YOUR ASSIGNMENT: Work through the data below and give the number of lines holding the word "green", without any other text.

(EXTRACTED DATA Opens)

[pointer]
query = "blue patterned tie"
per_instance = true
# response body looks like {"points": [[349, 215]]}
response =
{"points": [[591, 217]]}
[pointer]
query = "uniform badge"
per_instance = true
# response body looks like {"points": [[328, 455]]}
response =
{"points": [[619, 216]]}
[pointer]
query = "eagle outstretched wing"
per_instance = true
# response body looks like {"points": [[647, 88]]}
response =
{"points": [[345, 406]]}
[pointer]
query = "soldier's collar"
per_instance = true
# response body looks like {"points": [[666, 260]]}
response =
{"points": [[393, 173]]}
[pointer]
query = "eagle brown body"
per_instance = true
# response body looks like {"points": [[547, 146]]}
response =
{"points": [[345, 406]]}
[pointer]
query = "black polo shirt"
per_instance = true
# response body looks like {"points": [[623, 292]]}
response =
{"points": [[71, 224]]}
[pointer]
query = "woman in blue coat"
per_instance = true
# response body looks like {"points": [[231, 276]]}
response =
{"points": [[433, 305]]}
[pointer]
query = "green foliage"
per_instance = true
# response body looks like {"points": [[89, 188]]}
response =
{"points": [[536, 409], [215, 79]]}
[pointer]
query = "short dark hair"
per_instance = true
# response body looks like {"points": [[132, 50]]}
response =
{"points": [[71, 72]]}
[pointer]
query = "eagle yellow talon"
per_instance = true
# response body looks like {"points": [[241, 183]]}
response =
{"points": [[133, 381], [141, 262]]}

(EXTRACTED DATA Closes)
(EXTRACTED DATA Opens)

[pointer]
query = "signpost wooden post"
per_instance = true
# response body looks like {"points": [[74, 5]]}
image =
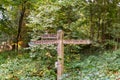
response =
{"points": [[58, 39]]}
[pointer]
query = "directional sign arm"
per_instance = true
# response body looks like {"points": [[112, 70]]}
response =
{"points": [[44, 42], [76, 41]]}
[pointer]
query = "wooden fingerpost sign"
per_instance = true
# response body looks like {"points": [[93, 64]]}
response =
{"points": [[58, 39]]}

(EXTRACTED DATA Closes)
(EXTRACTED DATA Opens)

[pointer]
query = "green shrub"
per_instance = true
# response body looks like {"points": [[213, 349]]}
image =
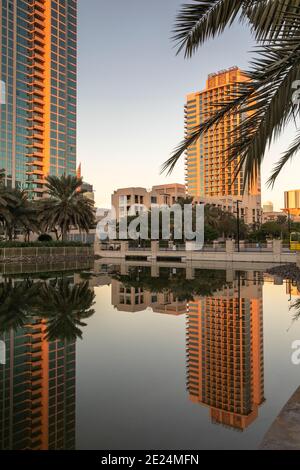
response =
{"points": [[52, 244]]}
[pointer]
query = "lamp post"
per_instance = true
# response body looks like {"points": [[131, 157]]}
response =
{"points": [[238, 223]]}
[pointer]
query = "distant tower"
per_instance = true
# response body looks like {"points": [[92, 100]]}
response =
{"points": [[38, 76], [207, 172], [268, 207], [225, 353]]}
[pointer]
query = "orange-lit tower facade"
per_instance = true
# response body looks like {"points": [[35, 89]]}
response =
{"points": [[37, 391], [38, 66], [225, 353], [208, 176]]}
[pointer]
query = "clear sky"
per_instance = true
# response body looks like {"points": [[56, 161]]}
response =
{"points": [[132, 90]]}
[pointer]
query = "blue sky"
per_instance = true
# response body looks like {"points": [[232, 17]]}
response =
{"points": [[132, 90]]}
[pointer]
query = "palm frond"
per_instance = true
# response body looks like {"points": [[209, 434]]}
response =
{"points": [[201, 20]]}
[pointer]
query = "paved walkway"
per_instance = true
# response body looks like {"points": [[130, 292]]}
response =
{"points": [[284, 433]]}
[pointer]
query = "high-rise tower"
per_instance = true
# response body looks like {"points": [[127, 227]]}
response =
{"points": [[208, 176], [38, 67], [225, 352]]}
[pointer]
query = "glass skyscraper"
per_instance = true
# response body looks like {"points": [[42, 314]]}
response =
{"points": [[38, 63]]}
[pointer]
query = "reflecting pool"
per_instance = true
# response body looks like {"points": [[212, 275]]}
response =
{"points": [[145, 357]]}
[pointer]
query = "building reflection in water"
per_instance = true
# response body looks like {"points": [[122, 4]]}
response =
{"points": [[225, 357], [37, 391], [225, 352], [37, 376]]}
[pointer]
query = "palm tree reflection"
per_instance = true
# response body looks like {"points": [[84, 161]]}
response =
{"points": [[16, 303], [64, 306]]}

(EXTRACTED DATA Closes)

RESPONSE AREA: 2